● The exercise
Pick up the Forth lesson on strings below right after its last sentence and keep writing it in the same manner.

● Supplied text
Lesson 6

\       Lesson 6 - Strings
\       The Forth Course
\       by Richard E. Haskell
\          Dept. of Computer Science and Engineering
\          Oakland University, Rochester, MI 48309
comment:


                                Lesson 6

                                STRINGS


                6.1  STRING INPUT                     6-2

                6.2  ASCII - BINARY CONVERSIONS       6-4

                6.3  NUMBER OUTPUT CONVERSIONS        6-5

                6.4  SCREEN OUTPUT                    6-7



































6.1  STRING INPUT

        To get a string from the terminal and put it in a buffer at "addr"
        you can use the word

        EXPECT  ( addr len -- )

        This word has limited editing capabilities (you can backspace, for
        example) and will continue storing the ASCII codes of the keys you
        type until "len" characters are entered or you press <Enter>.  The
        number of characters entered is stored in the variable SPAN.

        The address of the Terminal Input Buffer is stored in the variable
        'TIB.  The word

        TIB     ( -- addr )

        puts this address on top of the stack.

        The word QUERY will get a string from the keyboard and store it in
        the Terminal Input Buffer.  It could be defined as follows:

        : QUERY         ( -- )
                        TIB 80 EXPECT
                        SPAN @ #TIB !
                        >IN OFF ;

        The variable #TIB contains the number of characters in the TIB.
        The variable >IN is a pointer to the characters in the TIB.  It
        is initially set to zero by the word OFF which stores a zero at
        the address on the stack.

        For example, suppose in response to QUERY you type the following
        characters plus <Enter>.

                3.1415,2.789

        The ASCII codes for each of these characters would be stored in the
        Terminal Input Buffer beginning at the address TIB.  The value 12
        would be stored in the variable #TIB.

        Now suppose you want to parse this input stream and extract the two
        numbers that are separated by a comma.  You can do this with the word

        WORD    ( char -- addr )

        which will parse the input stream for "char" and leave a "counted"
        string at "addr" (which is really the address HERE).  Thus, if the
        program executes the phrase

                ASCII , WORD

        the words ASCII , will put the ASCII code for a comma (hex 2C) on
        the stack and then WORD will result in the following bytes being
        stored at HERE.

                                |-------|
                       HERE --> |   6   |
                                |-------|
                                |  '3'  |
                                |-------|
                                |  '.'  |
                                |-------|
                                |  '1'  |
                                |-------|
                                |  '4'  |
                                |-------|
                                |  '1'  |
                                |-------|
                                |  '5'  |
                                |-------|
                                | blank |
                                |-------|


        Note that the first byte of a "counted" string contains the number
        of bytes in the string (6 in this case).  Also note that the word
        WORD will append a blank character (ASCII 20 hex) to the end of the
        string.

        At this point the variable >IN will be pointing to the character
        following the comma (in this case the 2).  The next time the phrase

                ASCII , WORD

        is executed the counted string "2.789" will be stored at HERE.  Even
        though there is no comma at the end of this string the word WORD will
        parse to the end of the string if it does not find the delimiting
        character "char."

● Dataset content
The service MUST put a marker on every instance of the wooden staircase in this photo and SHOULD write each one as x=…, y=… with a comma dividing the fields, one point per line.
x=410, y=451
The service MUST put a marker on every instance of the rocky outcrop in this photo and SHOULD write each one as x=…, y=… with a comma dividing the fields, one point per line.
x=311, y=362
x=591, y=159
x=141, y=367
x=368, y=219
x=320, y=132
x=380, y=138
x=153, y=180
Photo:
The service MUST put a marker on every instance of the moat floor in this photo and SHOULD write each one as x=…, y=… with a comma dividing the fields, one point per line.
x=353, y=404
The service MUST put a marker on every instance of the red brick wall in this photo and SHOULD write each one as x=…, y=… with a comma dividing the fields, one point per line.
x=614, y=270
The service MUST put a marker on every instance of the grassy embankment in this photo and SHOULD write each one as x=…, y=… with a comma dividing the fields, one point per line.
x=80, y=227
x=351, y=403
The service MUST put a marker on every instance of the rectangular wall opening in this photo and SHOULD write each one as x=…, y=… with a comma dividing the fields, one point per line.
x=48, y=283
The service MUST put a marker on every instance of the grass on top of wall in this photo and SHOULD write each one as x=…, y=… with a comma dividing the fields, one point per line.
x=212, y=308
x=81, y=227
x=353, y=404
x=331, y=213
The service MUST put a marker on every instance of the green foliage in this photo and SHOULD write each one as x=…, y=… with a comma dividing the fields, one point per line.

● The answer
6.2  ASCII - BINARY CONVERSIONS

        Suppose you enter the number 3.1415.  We saw in Lesson 5 that if you
        do this in the interpretive mode, the value 31415 will be stored as
        a double number on the stack and the number of places to the right
        of the decimal point (4) will be stored in the variable DPL.

        How can you have the same thing done as part of your program.  For
        example, you may want to ask the user to enter a number and have
        that number end up on the stack.  The Forth word NUMBER will convert
        an ASCII string to a binary number.  Its stack picture looks like
        this.

        NUMBER  ( addr -- d )

        This word will convert a counted string at "addr" and store the
        result as a double number on the stack.  The string can represent
        a real, signed number with a radix point in the current BASE.  The
        number of digits after the radix point is stored in the variable DPL.
        If there is no radix point, the value of DPL is -1.  The number
        string must end with a blank.  This is just the situation that is
        created by WORD.

        If we want to enter a single number (16-bits) from the keyboard,
        we can define the following word:
comment;

        : enter.number          ( -- n )
                        QUERY
                        BL WORD
                        NUMBER DROP ;

comment:
        In this definition BL is the ASCII code for a blank (ASCII 20 hex).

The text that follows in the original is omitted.